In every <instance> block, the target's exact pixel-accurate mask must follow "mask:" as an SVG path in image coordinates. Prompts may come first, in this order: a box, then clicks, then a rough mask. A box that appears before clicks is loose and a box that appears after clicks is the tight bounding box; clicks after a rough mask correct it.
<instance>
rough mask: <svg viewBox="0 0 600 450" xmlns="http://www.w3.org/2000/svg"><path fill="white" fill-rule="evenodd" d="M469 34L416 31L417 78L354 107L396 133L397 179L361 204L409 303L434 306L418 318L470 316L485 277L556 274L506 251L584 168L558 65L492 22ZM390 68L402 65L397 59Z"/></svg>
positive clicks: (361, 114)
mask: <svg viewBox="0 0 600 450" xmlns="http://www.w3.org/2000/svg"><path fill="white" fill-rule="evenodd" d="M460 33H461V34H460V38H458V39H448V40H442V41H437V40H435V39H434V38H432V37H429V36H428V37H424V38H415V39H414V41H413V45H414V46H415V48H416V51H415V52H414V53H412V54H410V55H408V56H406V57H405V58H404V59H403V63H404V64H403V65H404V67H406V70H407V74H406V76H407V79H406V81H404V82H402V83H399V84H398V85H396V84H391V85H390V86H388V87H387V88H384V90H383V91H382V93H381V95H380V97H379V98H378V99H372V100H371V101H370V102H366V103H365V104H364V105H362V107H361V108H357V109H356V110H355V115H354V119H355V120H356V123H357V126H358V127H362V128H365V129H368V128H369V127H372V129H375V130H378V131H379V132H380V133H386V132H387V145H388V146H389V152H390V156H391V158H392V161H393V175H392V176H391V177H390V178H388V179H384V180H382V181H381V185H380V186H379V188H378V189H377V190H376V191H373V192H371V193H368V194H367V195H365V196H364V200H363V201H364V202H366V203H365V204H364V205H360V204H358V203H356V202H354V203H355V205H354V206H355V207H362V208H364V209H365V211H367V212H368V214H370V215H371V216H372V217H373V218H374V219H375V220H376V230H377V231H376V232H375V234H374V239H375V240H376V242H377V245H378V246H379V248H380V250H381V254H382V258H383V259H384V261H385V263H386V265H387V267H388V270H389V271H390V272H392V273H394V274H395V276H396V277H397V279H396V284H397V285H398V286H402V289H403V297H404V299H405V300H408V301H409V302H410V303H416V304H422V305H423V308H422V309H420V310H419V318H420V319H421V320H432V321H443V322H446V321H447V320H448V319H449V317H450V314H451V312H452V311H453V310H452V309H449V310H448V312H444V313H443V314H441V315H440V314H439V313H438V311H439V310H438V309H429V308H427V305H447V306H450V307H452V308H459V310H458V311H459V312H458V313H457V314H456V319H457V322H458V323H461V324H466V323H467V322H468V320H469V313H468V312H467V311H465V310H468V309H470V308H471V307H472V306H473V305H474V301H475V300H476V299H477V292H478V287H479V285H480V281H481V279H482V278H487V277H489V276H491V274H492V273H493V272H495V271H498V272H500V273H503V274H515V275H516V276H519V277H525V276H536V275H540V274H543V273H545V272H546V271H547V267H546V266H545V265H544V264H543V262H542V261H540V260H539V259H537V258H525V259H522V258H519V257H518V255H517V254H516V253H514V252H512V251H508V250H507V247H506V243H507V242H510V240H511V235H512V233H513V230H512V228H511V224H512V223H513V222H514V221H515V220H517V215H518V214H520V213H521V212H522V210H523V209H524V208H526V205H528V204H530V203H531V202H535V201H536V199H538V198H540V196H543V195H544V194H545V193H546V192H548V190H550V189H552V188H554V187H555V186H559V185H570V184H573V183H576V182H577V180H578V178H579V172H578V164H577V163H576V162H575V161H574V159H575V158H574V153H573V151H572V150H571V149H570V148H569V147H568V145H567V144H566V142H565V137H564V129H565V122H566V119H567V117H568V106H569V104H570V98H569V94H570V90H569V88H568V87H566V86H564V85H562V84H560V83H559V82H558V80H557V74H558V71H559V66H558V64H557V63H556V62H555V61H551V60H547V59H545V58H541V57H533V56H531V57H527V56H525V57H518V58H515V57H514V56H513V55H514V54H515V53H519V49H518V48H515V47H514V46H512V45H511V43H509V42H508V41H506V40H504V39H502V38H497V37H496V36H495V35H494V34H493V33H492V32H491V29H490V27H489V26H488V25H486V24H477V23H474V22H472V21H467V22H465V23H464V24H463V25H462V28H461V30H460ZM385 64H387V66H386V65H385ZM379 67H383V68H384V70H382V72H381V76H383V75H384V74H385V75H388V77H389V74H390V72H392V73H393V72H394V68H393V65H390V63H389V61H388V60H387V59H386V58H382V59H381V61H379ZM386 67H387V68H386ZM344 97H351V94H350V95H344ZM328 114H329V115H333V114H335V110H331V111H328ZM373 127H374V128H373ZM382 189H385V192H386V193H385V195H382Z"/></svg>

▶ [Exercise directions] Determine how many lines of the material above contain "rough", and give that number with no other words.

▶ [Your solution] 2